### [Required work]
In full and without alteration, write out the lines below.

----- Data shown -----

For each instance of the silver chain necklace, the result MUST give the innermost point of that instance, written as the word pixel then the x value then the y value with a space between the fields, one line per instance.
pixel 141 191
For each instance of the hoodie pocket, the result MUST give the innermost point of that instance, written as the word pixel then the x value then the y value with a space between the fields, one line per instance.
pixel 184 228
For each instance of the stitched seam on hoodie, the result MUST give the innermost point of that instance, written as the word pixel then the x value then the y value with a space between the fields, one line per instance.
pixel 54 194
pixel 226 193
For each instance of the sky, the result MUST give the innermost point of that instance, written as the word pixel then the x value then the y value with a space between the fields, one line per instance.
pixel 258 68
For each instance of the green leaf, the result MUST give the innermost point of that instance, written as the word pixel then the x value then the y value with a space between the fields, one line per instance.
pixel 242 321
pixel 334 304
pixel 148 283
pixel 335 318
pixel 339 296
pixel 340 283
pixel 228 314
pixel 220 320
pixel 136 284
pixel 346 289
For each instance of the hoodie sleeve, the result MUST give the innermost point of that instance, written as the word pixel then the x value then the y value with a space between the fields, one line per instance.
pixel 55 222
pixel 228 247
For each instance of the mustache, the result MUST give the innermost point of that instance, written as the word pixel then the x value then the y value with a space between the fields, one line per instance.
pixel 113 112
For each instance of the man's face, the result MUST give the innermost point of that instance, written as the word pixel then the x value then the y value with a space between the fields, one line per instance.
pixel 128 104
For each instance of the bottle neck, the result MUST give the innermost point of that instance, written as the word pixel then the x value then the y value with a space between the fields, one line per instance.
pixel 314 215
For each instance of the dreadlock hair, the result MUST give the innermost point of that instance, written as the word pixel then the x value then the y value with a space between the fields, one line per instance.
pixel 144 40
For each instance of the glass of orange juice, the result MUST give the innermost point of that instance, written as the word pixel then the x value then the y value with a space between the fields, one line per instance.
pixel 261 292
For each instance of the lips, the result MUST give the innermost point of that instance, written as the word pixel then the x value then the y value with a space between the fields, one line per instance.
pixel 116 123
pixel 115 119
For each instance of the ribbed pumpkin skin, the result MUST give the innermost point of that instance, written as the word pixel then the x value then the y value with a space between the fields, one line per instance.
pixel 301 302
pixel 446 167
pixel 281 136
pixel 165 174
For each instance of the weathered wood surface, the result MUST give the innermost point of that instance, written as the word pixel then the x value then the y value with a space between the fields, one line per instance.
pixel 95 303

-----

### [Expected output]
For each instance of the silver chain necklace, the result MUST give the innermost point of that instance, written as the word pixel then the x value then the y value with a space between the fields, one line per instance.
pixel 141 191
For each instance of the hoodie pocket, the result MUST give the innermost point of that instance, written as the word pixel then the x value then the y value with a space between the fields, one line per instance.
pixel 184 228
For each instance of the stitched seam on hoodie, the result MUST give the innermost point of that instance, written as the word pixel then the x value then the y value with a space between the fields, one line per instance.
pixel 54 194
pixel 226 193
For each instance of the sky, the result MUST give the innermost point of that instance, written as the word pixel then the x value then the y value with a space between the fields, one line per instance.
pixel 258 68
For each instance of the green leaf, the result MUST give the innermost point of that instance, written as the word pixel then the x value then the y value with a space between the fields, one line per instance.
pixel 242 321
pixel 334 304
pixel 148 283
pixel 335 318
pixel 339 296
pixel 340 283
pixel 228 314
pixel 220 320
pixel 136 284
pixel 346 289
For each instance of the hoodie sleeve, the result MUST give the innermost point of that instance, written as the word pixel then the x value then the y value with a space between the fields, one line per instance.
pixel 55 222
pixel 228 247
For each instance of the mustache, the result MUST give the innermost point of that instance, written as the word pixel then the x value then the y value with a space between the fields, one line per instance.
pixel 113 112
For each instance of the man's face, the result MUST give the innermost point of that instance, written as the word pixel then the x value then the y value with a space between the fields, one line per instance.
pixel 128 104
For each instance of the bottle neck, the result MUST give the innermost point of that instance, written as the word pixel then the x value then the y value with a space between the fields, one line per instance.
pixel 314 215
For each instance of the dreadlock hair, the result MUST give the innermost point of that instance, written as the word pixel then the x value then the y value with a space between the fields, one line per instance.
pixel 144 40
For each instance of the glass of orange juice, the result MUST give the innermost point of that instance, written as the word pixel then the x value then the y value with a space between the fields, one line per instance.
pixel 261 292
For each instance of the lips, the result MUST give the innermost point of that instance, written as the word pixel then the x value then the y value with a space between the fields, one line per instance.
pixel 116 123
pixel 115 119
For each instance of the ribbed pumpkin skin, the result MUST give the innermost point of that instance, written as the word pixel then the x value then the y value with a space between the fields, one line per instance.
pixel 301 302
pixel 446 167
pixel 281 136
pixel 165 174
For each instance of the weathered wood surface, the result MUST give the innermost point of that instance, written as the word pixel then the x value then the y value with a space between the fields, one line per instance.
pixel 95 303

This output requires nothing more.